→ What needs to be done
Rewrite the lines starting at the one containing "Labeling guideline: look at the image above and mark any trimmed" and ending at the one containing "[0, 129, 44, 211]", swapping "tight rectangular box" for "close-fitting bounding box" and leaving everything else unchanged. Return only those lines.

====== Extracted material ======

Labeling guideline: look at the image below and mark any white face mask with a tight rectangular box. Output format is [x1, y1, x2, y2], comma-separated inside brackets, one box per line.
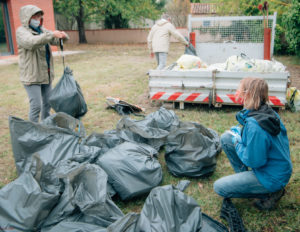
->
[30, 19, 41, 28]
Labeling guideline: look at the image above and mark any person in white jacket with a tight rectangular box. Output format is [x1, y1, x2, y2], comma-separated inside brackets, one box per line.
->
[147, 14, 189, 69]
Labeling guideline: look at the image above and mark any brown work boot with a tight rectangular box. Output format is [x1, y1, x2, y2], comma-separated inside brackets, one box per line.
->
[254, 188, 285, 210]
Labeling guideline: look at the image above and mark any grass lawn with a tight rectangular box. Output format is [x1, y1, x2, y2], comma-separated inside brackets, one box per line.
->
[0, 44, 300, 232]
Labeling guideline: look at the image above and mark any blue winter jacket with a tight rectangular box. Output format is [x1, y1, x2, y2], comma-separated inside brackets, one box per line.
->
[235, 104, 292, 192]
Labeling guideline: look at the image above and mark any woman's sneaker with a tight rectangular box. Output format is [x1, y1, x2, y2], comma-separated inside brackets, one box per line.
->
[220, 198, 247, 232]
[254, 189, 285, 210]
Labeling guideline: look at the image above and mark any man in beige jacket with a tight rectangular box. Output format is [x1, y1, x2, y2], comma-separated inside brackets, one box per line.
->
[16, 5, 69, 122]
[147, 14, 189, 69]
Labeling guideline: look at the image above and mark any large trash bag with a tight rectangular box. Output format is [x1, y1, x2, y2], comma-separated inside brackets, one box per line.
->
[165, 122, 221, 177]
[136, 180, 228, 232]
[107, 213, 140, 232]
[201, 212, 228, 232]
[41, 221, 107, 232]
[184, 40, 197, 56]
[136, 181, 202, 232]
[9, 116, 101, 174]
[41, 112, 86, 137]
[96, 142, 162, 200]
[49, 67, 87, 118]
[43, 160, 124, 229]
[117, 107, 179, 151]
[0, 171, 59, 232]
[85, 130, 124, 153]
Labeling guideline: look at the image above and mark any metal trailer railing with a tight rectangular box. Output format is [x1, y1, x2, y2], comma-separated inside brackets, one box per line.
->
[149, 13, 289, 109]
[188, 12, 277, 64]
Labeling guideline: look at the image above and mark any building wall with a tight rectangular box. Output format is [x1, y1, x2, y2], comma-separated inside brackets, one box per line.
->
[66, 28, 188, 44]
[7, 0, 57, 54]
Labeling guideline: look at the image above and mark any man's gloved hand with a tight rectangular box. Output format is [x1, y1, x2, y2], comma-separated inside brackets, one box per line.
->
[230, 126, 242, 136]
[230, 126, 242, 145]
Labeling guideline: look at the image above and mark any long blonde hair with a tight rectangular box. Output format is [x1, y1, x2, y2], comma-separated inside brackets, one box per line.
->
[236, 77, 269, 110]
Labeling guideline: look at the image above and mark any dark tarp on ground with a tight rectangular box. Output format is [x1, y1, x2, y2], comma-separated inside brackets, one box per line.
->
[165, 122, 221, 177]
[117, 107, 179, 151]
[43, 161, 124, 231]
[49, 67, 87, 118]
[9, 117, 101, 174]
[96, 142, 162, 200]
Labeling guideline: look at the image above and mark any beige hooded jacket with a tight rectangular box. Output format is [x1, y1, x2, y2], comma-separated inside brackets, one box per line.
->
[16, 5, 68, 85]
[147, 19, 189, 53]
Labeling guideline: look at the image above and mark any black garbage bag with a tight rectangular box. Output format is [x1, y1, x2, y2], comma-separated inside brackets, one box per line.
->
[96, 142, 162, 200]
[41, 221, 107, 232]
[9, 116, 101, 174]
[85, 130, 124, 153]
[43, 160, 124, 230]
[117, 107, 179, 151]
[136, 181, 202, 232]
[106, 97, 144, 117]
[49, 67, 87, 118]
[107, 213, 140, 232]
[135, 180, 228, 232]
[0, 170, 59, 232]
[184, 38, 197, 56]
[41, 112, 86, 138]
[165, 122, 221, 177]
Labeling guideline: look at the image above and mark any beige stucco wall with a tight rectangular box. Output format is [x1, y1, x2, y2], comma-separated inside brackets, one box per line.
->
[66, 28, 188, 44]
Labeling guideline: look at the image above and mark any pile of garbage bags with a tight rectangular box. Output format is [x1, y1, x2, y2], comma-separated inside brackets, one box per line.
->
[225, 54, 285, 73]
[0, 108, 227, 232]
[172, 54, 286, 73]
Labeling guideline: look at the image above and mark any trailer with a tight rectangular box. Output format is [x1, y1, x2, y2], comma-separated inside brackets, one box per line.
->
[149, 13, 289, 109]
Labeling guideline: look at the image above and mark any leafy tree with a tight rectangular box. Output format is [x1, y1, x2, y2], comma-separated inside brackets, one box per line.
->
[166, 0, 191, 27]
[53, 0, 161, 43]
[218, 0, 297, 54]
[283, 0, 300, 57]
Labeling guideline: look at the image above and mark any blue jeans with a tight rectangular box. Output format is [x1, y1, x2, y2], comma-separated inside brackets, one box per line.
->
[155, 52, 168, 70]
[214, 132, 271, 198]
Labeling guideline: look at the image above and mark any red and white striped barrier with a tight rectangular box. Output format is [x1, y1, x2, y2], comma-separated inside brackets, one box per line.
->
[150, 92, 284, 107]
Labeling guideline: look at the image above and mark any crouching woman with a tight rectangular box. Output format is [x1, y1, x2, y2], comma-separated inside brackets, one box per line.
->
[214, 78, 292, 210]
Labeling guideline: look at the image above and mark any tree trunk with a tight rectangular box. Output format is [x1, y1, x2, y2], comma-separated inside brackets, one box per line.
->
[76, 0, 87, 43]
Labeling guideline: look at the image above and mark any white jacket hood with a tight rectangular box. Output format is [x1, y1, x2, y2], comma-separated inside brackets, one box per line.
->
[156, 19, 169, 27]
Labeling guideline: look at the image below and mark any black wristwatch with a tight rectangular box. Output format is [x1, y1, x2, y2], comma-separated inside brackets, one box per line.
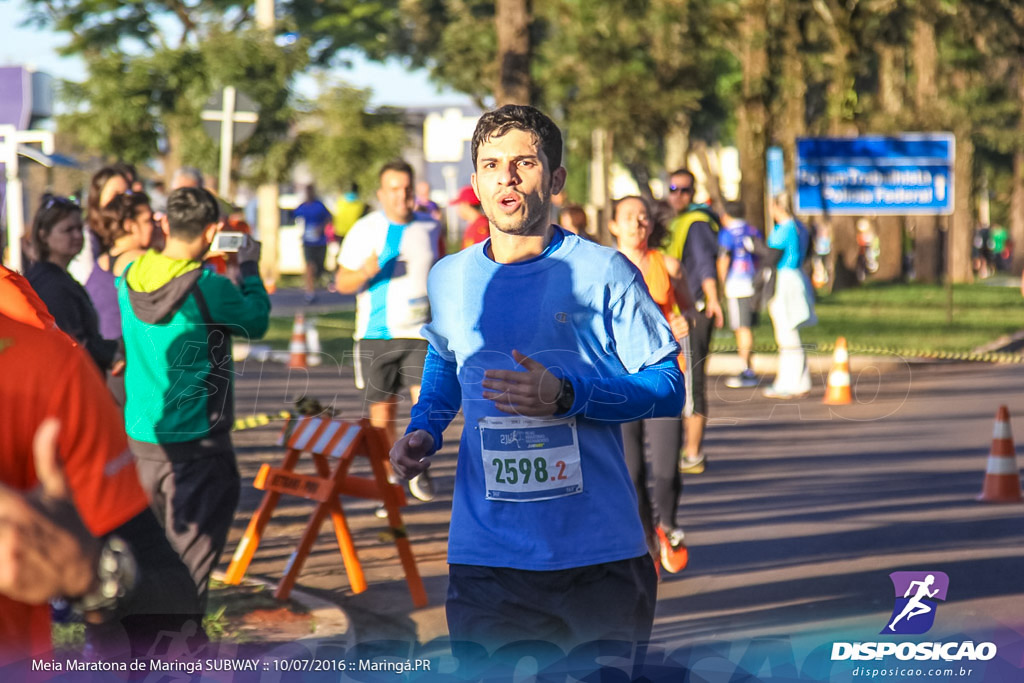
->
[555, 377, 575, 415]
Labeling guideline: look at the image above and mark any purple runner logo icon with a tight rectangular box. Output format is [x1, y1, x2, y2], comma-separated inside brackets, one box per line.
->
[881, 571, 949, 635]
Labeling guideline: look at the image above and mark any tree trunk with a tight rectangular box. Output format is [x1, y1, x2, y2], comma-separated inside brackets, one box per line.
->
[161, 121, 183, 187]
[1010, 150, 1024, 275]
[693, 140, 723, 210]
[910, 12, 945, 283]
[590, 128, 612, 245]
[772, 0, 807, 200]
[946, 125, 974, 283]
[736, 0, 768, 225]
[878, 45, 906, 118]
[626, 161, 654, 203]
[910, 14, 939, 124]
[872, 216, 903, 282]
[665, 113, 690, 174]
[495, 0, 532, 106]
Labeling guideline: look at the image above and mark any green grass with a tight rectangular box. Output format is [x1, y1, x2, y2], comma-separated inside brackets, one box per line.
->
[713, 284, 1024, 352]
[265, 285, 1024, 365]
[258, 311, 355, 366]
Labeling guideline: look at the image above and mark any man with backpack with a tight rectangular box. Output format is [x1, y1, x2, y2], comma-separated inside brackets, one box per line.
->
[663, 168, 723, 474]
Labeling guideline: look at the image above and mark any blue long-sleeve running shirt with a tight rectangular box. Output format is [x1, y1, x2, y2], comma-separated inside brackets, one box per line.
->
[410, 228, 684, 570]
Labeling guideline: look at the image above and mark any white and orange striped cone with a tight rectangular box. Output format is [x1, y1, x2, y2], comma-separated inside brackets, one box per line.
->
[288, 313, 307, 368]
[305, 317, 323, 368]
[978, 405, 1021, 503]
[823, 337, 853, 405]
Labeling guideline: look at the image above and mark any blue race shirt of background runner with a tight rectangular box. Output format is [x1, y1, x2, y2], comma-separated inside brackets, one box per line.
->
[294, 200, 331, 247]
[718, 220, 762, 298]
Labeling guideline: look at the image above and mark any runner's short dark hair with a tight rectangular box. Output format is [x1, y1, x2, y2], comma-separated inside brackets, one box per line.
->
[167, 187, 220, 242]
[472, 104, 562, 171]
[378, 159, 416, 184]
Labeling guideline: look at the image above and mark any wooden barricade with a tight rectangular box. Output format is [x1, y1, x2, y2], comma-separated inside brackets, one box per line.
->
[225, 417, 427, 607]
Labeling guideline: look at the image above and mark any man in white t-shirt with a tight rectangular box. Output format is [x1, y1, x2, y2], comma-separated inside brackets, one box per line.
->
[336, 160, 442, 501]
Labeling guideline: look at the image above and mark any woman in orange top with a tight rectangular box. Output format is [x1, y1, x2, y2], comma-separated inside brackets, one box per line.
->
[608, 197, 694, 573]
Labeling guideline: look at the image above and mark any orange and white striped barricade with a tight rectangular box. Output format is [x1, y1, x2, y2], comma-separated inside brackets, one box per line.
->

======
====== Extracted material ======

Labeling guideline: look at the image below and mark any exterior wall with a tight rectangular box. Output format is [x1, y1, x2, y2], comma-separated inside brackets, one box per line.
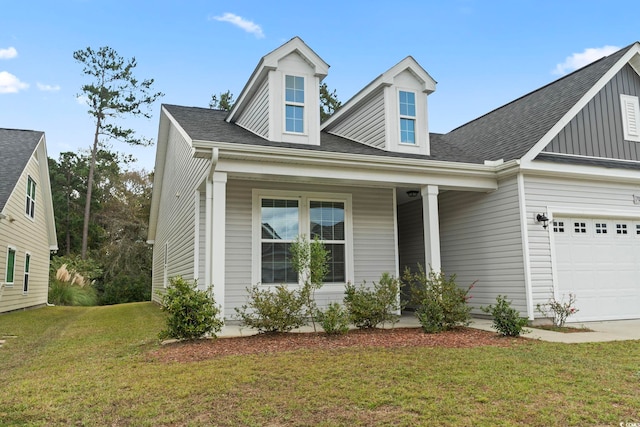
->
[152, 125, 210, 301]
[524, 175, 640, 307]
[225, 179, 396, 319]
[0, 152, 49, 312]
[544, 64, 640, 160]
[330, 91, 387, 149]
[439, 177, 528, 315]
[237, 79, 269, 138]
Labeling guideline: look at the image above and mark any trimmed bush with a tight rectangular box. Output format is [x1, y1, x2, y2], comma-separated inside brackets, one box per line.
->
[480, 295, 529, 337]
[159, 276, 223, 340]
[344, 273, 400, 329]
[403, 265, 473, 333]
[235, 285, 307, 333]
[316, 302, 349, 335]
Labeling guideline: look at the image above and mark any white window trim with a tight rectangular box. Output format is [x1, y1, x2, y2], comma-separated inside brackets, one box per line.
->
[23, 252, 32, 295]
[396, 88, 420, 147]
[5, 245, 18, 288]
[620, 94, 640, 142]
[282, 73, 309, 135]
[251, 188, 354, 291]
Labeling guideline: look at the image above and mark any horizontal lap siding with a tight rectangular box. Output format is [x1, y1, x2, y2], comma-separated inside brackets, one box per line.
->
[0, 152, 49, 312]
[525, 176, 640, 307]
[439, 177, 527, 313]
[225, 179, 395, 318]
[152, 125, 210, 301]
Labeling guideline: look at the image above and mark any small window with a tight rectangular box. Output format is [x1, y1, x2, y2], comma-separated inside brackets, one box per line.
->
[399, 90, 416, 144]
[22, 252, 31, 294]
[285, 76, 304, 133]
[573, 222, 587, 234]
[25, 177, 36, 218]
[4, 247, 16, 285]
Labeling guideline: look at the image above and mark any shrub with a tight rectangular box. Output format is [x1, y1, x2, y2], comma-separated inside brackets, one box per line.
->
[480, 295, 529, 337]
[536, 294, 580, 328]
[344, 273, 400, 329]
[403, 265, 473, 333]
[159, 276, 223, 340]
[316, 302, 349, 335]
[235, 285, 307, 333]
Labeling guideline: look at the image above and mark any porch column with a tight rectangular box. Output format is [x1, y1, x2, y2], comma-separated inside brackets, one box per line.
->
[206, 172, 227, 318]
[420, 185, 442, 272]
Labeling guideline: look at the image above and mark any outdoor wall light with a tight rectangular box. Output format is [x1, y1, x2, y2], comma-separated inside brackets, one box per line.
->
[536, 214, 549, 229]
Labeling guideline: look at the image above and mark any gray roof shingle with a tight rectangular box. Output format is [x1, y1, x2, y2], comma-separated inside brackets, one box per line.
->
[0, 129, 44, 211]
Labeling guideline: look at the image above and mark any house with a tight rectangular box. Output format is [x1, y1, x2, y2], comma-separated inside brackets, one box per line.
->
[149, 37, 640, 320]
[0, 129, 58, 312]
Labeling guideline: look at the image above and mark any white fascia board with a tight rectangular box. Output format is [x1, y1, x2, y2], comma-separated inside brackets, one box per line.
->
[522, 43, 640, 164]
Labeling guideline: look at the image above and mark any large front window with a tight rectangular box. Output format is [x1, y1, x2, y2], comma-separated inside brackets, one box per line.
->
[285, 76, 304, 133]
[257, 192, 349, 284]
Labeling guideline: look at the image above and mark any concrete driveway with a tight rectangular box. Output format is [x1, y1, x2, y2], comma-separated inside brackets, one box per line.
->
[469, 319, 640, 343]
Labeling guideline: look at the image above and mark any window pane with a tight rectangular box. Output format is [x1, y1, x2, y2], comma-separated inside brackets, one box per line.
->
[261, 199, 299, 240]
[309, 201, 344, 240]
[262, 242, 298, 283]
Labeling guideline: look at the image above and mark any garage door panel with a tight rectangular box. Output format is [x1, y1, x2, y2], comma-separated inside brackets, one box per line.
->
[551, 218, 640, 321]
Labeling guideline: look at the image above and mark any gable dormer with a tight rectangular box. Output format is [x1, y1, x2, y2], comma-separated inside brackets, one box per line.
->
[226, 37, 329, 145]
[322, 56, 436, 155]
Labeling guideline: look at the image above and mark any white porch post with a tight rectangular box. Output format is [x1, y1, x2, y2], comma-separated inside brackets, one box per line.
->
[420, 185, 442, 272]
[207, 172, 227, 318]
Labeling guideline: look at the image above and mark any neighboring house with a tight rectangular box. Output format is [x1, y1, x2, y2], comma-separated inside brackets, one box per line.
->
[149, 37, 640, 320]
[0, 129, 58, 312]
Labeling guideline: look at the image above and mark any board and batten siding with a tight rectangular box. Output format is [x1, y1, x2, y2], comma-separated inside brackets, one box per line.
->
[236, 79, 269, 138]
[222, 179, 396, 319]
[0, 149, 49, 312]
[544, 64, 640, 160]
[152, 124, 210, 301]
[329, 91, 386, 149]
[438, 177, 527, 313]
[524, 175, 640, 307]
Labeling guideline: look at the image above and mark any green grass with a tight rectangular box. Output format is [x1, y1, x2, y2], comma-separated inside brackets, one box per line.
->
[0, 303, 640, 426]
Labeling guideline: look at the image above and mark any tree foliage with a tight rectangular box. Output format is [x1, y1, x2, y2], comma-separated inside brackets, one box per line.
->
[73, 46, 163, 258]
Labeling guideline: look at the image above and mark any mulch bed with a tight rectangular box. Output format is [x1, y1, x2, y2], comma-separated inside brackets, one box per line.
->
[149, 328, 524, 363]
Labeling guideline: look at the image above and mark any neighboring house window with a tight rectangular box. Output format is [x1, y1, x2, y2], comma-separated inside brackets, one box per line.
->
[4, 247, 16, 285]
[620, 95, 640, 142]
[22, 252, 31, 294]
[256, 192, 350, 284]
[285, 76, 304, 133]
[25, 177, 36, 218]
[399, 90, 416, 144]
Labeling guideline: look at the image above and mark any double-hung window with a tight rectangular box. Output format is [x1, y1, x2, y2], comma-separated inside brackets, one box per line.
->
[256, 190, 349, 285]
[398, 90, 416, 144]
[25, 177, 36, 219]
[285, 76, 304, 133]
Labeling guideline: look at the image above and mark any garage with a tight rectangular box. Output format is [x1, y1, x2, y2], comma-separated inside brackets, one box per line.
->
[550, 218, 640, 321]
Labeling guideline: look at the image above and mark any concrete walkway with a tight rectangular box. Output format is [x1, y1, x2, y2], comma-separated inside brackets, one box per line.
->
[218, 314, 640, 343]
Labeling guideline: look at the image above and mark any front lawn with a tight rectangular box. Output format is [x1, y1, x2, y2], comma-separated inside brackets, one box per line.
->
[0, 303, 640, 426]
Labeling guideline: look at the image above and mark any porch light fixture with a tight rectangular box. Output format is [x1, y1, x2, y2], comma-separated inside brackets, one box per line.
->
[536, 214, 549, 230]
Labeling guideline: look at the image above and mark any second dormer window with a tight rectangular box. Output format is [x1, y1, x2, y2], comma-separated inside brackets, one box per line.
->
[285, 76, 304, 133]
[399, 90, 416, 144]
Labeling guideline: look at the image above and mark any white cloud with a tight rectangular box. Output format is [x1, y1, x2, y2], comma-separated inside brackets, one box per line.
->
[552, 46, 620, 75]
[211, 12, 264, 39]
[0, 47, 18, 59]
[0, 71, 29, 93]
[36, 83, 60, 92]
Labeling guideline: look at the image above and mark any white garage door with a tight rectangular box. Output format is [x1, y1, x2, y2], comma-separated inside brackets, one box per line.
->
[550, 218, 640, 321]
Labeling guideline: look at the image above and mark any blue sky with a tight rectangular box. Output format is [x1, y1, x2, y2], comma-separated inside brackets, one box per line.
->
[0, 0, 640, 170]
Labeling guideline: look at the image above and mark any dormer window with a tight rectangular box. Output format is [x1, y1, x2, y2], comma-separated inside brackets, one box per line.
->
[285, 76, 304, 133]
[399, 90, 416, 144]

======
====== Extracted material ======

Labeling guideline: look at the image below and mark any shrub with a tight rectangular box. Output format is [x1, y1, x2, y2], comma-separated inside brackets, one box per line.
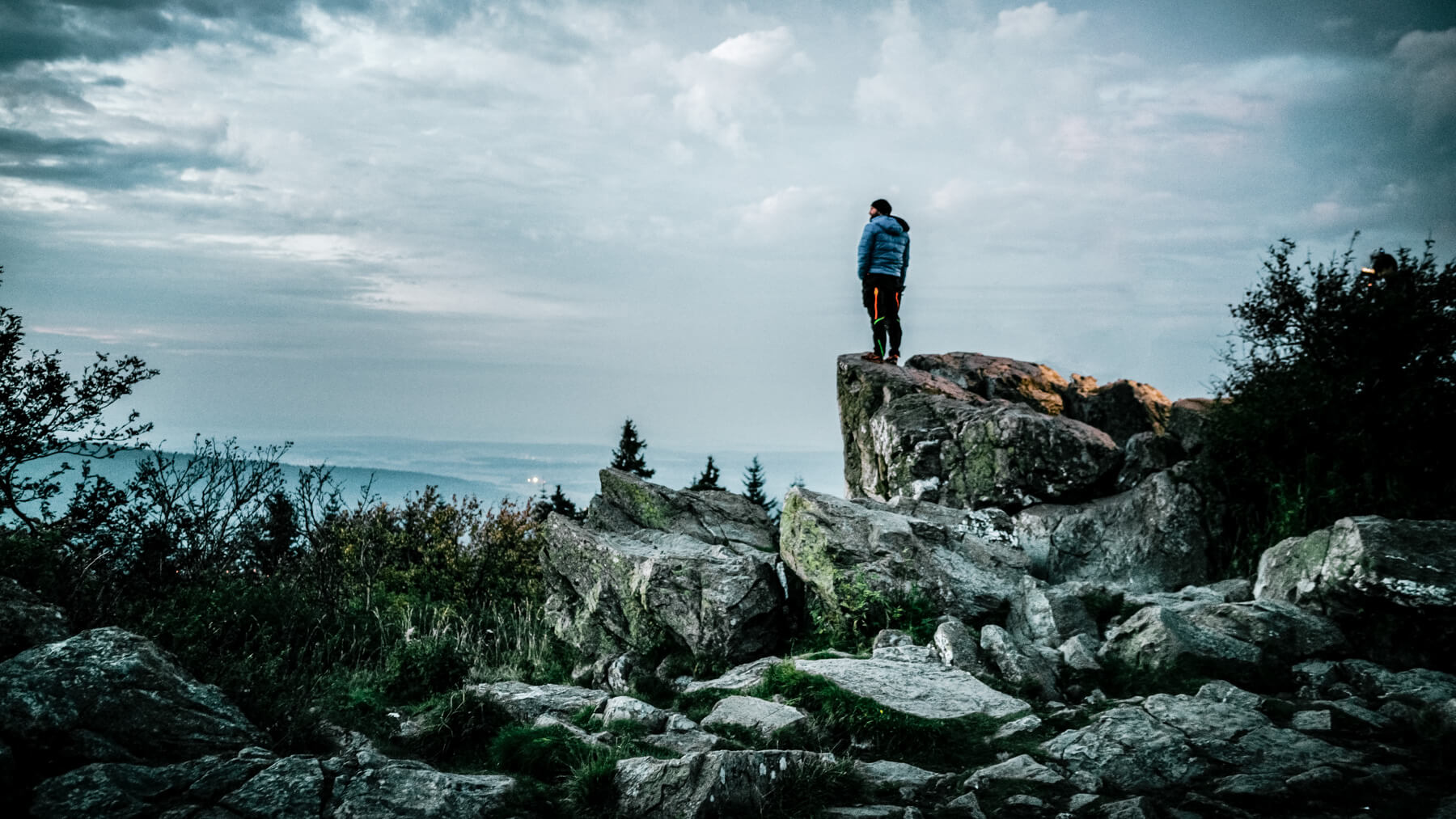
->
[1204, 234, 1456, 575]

======

→ Output of the exercise
Labeling guideline: look at the image above and mark any trimmed bush with a close-fitting bounding box. Output format is [x1, y1, x2, y2], comma-separated inside brackets, one box per line.
->
[480, 295, 529, 337]
[159, 276, 223, 340]
[344, 273, 400, 329]
[403, 265, 473, 333]
[235, 285, 307, 333]
[316, 302, 349, 335]
Labeling guideline: look at the image above and mark any white window trim with a close-fitting bounding box. Output format is [x1, y1, x2, y2], comma-separated inside brackets, one box per line.
->
[23, 252, 32, 295]
[396, 88, 420, 147]
[5, 245, 18, 288]
[620, 94, 640, 142]
[282, 73, 309, 135]
[251, 188, 354, 291]
Labeling guideline: look at the image above and mark any horizontal lap siding with a close-fitting bounding box. Output format is [x1, y1, x2, y2], comma-separated inside brackets, one box per line.
->
[0, 152, 49, 312]
[525, 176, 640, 307]
[439, 177, 527, 313]
[225, 179, 395, 318]
[152, 125, 210, 301]
Labeling guideline: look at the image above and mark any small window with a close-fitting bounding box. Output format is [x1, y1, x2, y2], comma-separated inside brackets, one box per line.
->
[399, 90, 416, 144]
[22, 252, 31, 294]
[285, 76, 304, 133]
[573, 222, 587, 234]
[25, 177, 36, 218]
[4, 247, 16, 285]
Labeling guideline: look at the image above and mark any shrub with a close-fitting bounding box. Output format is [x1, y1, x2, y2], comma-separated inside brackets, one box per line.
->
[480, 295, 529, 337]
[536, 294, 580, 328]
[344, 273, 400, 329]
[403, 265, 473, 333]
[159, 276, 223, 340]
[316, 302, 349, 335]
[235, 285, 307, 333]
Labeling guideline: look at the image above and mark any porch column with a close-fitting bounding box. Output format is [x1, y1, x2, y2], comma-separated inside brackets, one box per line.
->
[206, 172, 227, 318]
[420, 185, 442, 272]
Labeling guideline: look at the image above and mark any outdoor wall light with a close-fitting bounding box. Output format is [x1, y1, x2, y2], comma-separated inside brackets, one box per line.
->
[536, 214, 549, 229]
Labeling guideline: look at the image above and mark any gray roof shingle with a close-fitting bounding box. Output format is [x1, y1, x2, y2], comma-separated inside brackets, one box per line.
->
[0, 129, 44, 211]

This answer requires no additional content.